* **ACTIONS TO TAKE**:
(1) Answer these from the NBFC sector passage below:
(a) What does Aggarwal call the biggest challenge for the sector?
(b) What does Aggarwal describe as a global challenge?
(c) According to Piyush Khaitan, what should be the first step?
(2) Pick up the NBFC sector passage below and continue it past its last sentence.

* **DOCUMENT SECTION**:
★ ★ ★ ★ ★

Aggarwal also feels that investor confidence in the NBFC sector is low at the moment. “Being an election year, there is also general uncertainty in the market,” he says. “These are only short-term trends as the underlying credit demand and performance remains strong. The sector will bounce back in the next few months.” Besides this, says Aggarwal, liquidity is the biggest challenge for the sector. “When liquidity is low, growth gets restricted,” he says. “In such a scenario, delinquency ratios also increase because of the shrinking book size. When delinquency ratios increase, it leads to further reduction in investor confidence. Cost and time for loan processing also remain very high.” He says that Aadhaar-enabled KYC was instrumental in solving this problem. “Post the Supreme Court verdict, that has also stopped,” says Aggarwal. “While the government is mulling a new regulation for this, it is doubtful whether this can happen so close to the elections. Another challenge will be data security. This is a global challenge and governments everywhere are working on strengthening regulation. Compliance with new regulations will be time consuming and expensive.”
Analysts also say that with the recent liquidity crisis, there is a cloud of confusion, and all NBFCs, irrespective of their balance sheet strength and businesses, are being painted with the same brush. “What started because of default on debt obligations by a single entity is now being given the unfair perception of an 'industry-wide' problem, pushing up markets-based borrowing costs and affecting liquidity strength for everyone in the system,” says Piyush Khaitan, founder and MD, NeoGrowth Credit Private Limited. “The government and the RBI are taking swift measures to ease liquidity crunch fears. Securitising the assets should be the first step. Sufficient system liquidity comes second. Thirdly, the market needs to feel comfortable that the financial sector is well-regulated.”

★ ★ ★ ★ ★

* **DATASET ENTRIES**:
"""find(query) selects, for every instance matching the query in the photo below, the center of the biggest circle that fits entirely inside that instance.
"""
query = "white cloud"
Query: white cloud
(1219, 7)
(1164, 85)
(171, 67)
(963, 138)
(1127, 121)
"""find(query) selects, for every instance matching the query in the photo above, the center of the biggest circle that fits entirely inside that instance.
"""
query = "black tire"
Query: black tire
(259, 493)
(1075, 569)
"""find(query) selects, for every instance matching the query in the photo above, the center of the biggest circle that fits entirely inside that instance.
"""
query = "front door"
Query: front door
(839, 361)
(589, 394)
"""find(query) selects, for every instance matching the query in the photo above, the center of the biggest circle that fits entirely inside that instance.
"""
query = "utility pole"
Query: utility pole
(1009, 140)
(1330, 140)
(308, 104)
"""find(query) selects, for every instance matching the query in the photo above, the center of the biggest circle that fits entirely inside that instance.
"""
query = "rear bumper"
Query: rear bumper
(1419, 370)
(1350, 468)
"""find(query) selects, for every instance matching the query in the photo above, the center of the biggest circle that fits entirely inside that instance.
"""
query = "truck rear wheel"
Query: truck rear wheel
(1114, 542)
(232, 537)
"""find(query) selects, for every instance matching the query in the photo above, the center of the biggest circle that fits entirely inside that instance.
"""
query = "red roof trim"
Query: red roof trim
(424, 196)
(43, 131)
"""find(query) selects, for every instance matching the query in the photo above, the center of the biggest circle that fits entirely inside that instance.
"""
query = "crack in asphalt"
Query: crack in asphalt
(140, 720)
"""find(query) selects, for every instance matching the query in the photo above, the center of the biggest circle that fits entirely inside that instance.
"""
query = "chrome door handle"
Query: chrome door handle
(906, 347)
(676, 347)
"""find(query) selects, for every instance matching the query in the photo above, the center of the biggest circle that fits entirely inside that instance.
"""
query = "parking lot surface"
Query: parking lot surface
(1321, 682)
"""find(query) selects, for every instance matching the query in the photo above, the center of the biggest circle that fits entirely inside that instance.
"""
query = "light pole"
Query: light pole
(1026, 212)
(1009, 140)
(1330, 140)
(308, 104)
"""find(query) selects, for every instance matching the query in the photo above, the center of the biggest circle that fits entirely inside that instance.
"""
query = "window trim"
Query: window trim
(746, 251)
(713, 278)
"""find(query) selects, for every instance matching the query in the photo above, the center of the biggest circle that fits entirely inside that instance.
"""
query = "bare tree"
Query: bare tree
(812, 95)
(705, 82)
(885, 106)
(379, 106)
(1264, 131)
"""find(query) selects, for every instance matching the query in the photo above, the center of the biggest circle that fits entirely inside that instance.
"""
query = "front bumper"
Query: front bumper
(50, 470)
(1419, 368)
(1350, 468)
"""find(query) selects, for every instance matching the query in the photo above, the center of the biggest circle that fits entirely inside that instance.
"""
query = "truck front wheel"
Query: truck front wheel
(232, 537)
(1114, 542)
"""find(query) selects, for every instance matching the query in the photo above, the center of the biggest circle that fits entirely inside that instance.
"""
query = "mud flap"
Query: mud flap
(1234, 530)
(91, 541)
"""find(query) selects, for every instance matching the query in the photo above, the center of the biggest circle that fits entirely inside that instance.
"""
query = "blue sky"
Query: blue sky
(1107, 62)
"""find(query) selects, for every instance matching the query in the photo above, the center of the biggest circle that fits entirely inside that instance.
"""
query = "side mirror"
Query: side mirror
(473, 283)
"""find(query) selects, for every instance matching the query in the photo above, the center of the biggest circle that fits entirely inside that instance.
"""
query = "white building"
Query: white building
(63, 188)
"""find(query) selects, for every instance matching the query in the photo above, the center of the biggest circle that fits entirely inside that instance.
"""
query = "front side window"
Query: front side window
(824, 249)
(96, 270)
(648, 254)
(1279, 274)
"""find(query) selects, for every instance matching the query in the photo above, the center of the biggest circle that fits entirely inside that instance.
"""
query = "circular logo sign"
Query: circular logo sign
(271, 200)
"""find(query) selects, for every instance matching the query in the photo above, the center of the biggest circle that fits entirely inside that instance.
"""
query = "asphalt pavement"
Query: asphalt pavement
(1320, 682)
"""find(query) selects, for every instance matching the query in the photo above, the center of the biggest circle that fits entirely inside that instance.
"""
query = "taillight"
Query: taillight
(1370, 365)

★ ★ ★ ★ ★

* **EXPECTED OUTPUTS**:
(1)
(a) Liquidity.
(b) Data security.
(c) Securitising the assets.

(2)
Market experts are also of the opinion that banks are following a conservative approach by reducing their exposure to the NBFC sector. This is proving to be a challenge for smaller NBFCs to raise funds as most of the banks have decided not to fund NBFCs below a certain rating. Personal finance experts also feel that though the short term outlook for the sector looks tough, things will improve in the long term. Since early September 2018, when IL&FS defaulted, this market for short-term capital has completely dried up for many entities resulting in these institutions needing to cover their own funding gap with longer-term bond issuances, asset sales, and equity raises. This situation has eased slightly as the government has made some capital available through banks and has relaxed a few rules to enable funds to flow more freely. That said, investor confidence is still weak and the fundamental problem of duration mismatch—NBFCs borrowing in short terms and lending in long terms—is being scrutinised more closely by investors now.
“Over the longer term, India still has a large population of non-banked and under-banked individuals and businesses, so there is plenty of demand-side opportunities that NBFCs are best placed to fulfil,” says Lucas Bianchi, cofounder, Namaste Credit, a Bengaluru fintech firm. “Over the past few years, NBFCs have come out with new underwriting and operating models that have resulted in their rapid growth. For instance, NBFCs like NeoGrowth has a product ‘Merchant Cash Advance’ where a certain line of credit is extended to businesses in exchange for a percentage of your daily credit card and debit card sales. Undoubtedly, some of these new products and processes will survive the current challenging environment and thrive as the liquidity crisis eases.”
Bianchi feels that the liquidity problem can be improved by increasing equity capital among NBFCs in order to reduce leverage ratios and improve confidence among commercial paper investors that their funds are secure. “The situation can also be addressed through a range of government initiatives, including an improved regulatory framework that gives more flexibility to capital providers and some sort of guarantee that provides a backstop for high-quality assets,” says Bianchi. “There are many ways of doing this. In the US, for instance, the government extended its financial support to money market mutual funds during the last financial crisis to ensure that the net asset value of mutual funds was maintained above $1.”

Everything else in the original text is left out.